§ **Material for this exercise**:
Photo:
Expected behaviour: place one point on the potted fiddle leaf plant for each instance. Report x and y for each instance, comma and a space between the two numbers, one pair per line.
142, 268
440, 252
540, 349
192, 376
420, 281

§ **Exercise instructions**:
Rewrite all of the entries above, requests included. Multiply every x and y coordinate in the answers by 1.35 and round each result to a whole number, rounding halves up.

§ **Reply**:
Photo:
Expected behaviour: place one point on the potted fiddle leaf plant for each instance. Report x and y for each instance, comma and a space between the two numbers, one pair per line.
192, 362
594, 340
729, 471
259, 508
567, 379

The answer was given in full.